▶ [PROVIDED ENTRIES]:

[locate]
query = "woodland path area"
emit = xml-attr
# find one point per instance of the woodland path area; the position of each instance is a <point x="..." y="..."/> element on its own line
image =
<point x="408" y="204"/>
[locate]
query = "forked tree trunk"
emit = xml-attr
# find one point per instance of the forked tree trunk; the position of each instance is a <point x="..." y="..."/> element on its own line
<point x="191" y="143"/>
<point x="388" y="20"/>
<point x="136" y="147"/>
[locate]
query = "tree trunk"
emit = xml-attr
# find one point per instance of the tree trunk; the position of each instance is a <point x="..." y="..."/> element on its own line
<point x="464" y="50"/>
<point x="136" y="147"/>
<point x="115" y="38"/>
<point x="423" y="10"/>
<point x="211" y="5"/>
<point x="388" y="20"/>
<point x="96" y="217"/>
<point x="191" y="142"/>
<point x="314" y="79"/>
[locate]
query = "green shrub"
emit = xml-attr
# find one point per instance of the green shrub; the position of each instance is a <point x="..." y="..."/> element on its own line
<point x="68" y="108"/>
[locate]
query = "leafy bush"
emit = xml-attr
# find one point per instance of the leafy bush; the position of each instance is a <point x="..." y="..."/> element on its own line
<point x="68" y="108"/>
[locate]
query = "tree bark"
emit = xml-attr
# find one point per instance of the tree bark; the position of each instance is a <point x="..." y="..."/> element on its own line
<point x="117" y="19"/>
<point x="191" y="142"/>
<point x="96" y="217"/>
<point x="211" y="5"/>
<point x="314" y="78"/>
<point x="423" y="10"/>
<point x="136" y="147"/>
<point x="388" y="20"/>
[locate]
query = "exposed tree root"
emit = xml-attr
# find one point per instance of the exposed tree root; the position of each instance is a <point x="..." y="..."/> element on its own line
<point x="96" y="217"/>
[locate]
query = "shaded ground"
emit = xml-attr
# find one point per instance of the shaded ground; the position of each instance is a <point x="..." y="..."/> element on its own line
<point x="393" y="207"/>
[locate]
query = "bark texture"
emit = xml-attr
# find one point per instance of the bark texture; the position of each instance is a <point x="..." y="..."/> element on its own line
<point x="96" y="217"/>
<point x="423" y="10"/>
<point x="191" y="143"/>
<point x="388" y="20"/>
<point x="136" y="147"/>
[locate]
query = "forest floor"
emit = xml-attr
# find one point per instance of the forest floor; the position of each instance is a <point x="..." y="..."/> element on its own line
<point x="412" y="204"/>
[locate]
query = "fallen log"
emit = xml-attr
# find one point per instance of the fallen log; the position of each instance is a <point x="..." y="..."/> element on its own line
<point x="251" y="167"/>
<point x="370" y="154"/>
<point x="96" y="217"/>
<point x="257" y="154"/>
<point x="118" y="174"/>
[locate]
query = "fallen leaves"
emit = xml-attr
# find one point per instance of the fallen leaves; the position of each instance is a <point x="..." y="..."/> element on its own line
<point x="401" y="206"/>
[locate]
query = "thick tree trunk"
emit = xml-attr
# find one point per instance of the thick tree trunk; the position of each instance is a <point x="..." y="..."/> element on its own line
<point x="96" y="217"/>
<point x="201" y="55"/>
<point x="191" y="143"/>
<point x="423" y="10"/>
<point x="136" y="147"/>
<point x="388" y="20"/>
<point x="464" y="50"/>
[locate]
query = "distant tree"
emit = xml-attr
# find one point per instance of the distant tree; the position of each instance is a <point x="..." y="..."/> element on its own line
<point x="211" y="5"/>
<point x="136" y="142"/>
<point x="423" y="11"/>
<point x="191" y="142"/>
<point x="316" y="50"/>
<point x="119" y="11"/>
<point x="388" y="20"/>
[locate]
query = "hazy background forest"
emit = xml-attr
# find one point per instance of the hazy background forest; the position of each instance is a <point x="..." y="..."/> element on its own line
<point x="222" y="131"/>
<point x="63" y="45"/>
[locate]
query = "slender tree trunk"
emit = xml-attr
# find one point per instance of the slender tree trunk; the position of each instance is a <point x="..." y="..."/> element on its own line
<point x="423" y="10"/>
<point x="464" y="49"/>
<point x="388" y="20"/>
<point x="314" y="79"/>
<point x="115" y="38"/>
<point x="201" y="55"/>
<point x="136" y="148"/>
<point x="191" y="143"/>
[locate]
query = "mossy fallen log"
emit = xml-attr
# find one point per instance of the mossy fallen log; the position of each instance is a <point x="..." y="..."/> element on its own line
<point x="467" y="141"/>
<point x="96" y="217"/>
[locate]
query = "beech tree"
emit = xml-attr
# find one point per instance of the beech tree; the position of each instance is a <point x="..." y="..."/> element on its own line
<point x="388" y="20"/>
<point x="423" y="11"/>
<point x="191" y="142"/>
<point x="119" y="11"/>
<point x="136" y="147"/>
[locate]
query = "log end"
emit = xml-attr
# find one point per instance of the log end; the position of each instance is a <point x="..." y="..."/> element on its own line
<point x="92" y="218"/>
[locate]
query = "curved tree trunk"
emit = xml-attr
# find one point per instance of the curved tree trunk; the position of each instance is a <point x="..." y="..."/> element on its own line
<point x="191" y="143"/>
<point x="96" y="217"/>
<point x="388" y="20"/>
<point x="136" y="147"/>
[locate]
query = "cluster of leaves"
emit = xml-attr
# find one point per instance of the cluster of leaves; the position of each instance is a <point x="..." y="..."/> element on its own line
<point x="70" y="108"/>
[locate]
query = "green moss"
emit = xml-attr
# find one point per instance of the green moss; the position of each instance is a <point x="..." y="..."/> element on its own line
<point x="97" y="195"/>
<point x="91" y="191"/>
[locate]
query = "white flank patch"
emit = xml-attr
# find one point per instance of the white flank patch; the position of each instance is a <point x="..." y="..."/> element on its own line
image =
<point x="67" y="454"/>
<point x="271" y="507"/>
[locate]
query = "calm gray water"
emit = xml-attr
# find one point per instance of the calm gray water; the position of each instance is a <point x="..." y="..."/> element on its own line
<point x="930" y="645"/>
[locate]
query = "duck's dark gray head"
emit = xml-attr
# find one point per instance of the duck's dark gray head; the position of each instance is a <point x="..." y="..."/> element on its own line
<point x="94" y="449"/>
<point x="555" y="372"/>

▶ [WHAT IS EXPECTED]:
Each record above should be restated word for word.

▶ [EXERCISE RESPONSE]:
[locate]
query = "woodland path area"
emit = xml-attr
# find one point per instance of the woodland path area; the position of each instance is a <point x="..." y="..."/> element on its own line
image =
<point x="408" y="204"/>
[locate]
query = "forked tree trunk"
emit = xml-attr
# find one point per instance of the forked tree trunk; the position of each instance is a <point x="..." y="..."/> element on its own line
<point x="191" y="143"/>
<point x="388" y="20"/>
<point x="136" y="147"/>
[locate]
query = "tree trunk"
emit = xml-attr
# find one point per instance of the tree trunk; the position of each instance is a <point x="..." y="..."/> element on its own line
<point x="464" y="50"/>
<point x="136" y="147"/>
<point x="115" y="38"/>
<point x="423" y="10"/>
<point x="211" y="5"/>
<point x="388" y="20"/>
<point x="96" y="217"/>
<point x="191" y="142"/>
<point x="314" y="79"/>
[locate]
query = "green shrub"
emit = xml-attr
# find one point per instance of the green shrub; the position of each instance is a <point x="..." y="..."/> element on its own line
<point x="68" y="108"/>
[locate]
query = "leafy bush"
emit = xml-attr
# find one point per instance of the leafy bush; the position of each instance is a <point x="..." y="..."/> element on its own line
<point x="68" y="108"/>
[locate]
query = "tree bark"
emit = xml-attr
# find one point per instance of the tree bark; the position of each instance is a <point x="..." y="..."/> element on its own line
<point x="117" y="19"/>
<point x="191" y="142"/>
<point x="96" y="217"/>
<point x="211" y="5"/>
<point x="314" y="78"/>
<point x="423" y="10"/>
<point x="136" y="147"/>
<point x="388" y="20"/>
[locate]
query = "exposed tree root"
emit = xml-attr
# find one point per instance of the exposed tree root; the position of each instance is a <point x="..." y="..."/> element on its own line
<point x="96" y="217"/>
[locate]
query = "shaded ground"
emit = xml-attr
# find one point per instance of the shaded ground; the position of each instance is a <point x="..." y="..."/> element on its own line
<point x="393" y="207"/>
[locate]
query = "bark texture"
emit = xml-attr
# find one point per instance of the bark texture; the position of each instance is a <point x="..." y="..."/> element on its own line
<point x="96" y="217"/>
<point x="423" y="10"/>
<point x="191" y="143"/>
<point x="388" y="20"/>
<point x="136" y="147"/>
[locate]
query = "forest floor"
emit = xml-attr
# find one point per instance of the forest floor; the position of each instance is a <point x="..." y="..."/> element on its own line
<point x="412" y="204"/>
[locate]
query = "fallen log"
emit = xml-attr
# find one point per instance of the fallen log; the position of each instance is a <point x="..." y="..."/> element on its own line
<point x="251" y="167"/>
<point x="370" y="154"/>
<point x="96" y="217"/>
<point x="257" y="154"/>
<point x="118" y="174"/>
[locate]
query = "fallen leaves"
emit = xml-attr
# find one point per instance of the fallen leaves; the position of each instance is a <point x="..." y="..."/> element on its own line
<point x="401" y="206"/>
[locate]
query = "thick tree trunk"
emit = xml-attr
# find one point per instance of the thick tree trunk; the position of each instance is a <point x="..." y="..."/> element on its own line
<point x="96" y="217"/>
<point x="201" y="55"/>
<point x="191" y="143"/>
<point x="423" y="10"/>
<point x="136" y="147"/>
<point x="388" y="20"/>
<point x="464" y="50"/>
[locate]
query = "distant tree"
emit = xml-attr
# find one point per instance of the distant tree; the position of each instance is a <point x="..." y="..."/> element on its own line
<point x="211" y="5"/>
<point x="136" y="142"/>
<point x="423" y="11"/>
<point x="191" y="142"/>
<point x="316" y="50"/>
<point x="119" y="11"/>
<point x="388" y="20"/>
[locate]
query = "hazy background forest"
emit = xml-attr
# find one point per instance of the hazy background forest; the position of each instance is a <point x="..." y="..."/> element on its own line
<point x="222" y="131"/>
<point x="63" y="45"/>
[locate]
query = "slender tree trunk"
emit = xml-attr
# find one point per instance of the slender tree trunk; the position of each instance is a <point x="..." y="..."/> element on its own line
<point x="423" y="10"/>
<point x="464" y="49"/>
<point x="388" y="20"/>
<point x="314" y="79"/>
<point x="115" y="38"/>
<point x="201" y="55"/>
<point x="136" y="148"/>
<point x="191" y="143"/>
[locate]
query = "mossy fallen log"
emit = xml-attr
# find one point per instance of the mossy fallen log; the position of each instance is a <point x="..." y="..."/> element on its own line
<point x="467" y="141"/>
<point x="96" y="217"/>
[locate]
query = "beech tree"
emit = xml-attr
# find one point per instance of the beech tree; the position of each instance is a <point x="..." y="..."/> element on its own line
<point x="388" y="20"/>
<point x="423" y="11"/>
<point x="191" y="142"/>
<point x="119" y="11"/>
<point x="136" y="147"/>
[locate]
query = "log end"
emit = xml-attr
# find one point per instance of the log end; the position of each instance is a <point x="..." y="..."/> element on its own line
<point x="92" y="218"/>
[locate]
query = "curved tree trunk"
emit = xml-attr
# find one point per instance of the curved tree trunk; the position of each instance is a <point x="..." y="..."/> element on its own line
<point x="191" y="143"/>
<point x="96" y="217"/>
<point x="388" y="20"/>
<point x="136" y="147"/>
[locate]
query = "cluster of leaves"
emit = xml-attr
# find one point per instance of the cluster of leaves; the position of each instance is a <point x="..." y="..."/> element on its own line
<point x="70" y="108"/>
[locate]
query = "green moss"
emit = xml-attr
# find one point per instance of the green moss; the position of each instance is a <point x="..." y="..."/> element on its own line
<point x="97" y="195"/>
<point x="91" y="191"/>
[locate]
query = "white flank patch"
emit = xml-attr
# find one point per instance of the white flank patch; the position of each instance is a <point x="..." y="..."/> element on its own line
image =
<point x="67" y="454"/>
<point x="271" y="507"/>
[locate]
query = "calm gray water"
emit = xml-attr
# find one point per instance of the calm gray water; the position of each instance is a <point x="..." y="..."/> element on its own line
<point x="930" y="645"/>
[locate]
query = "duck's dark gray head"
emit = xml-attr
# find one point per instance of the duck's dark gray head; the position of each instance is a <point x="..." y="..."/> element on its own line
<point x="94" y="449"/>
<point x="555" y="372"/>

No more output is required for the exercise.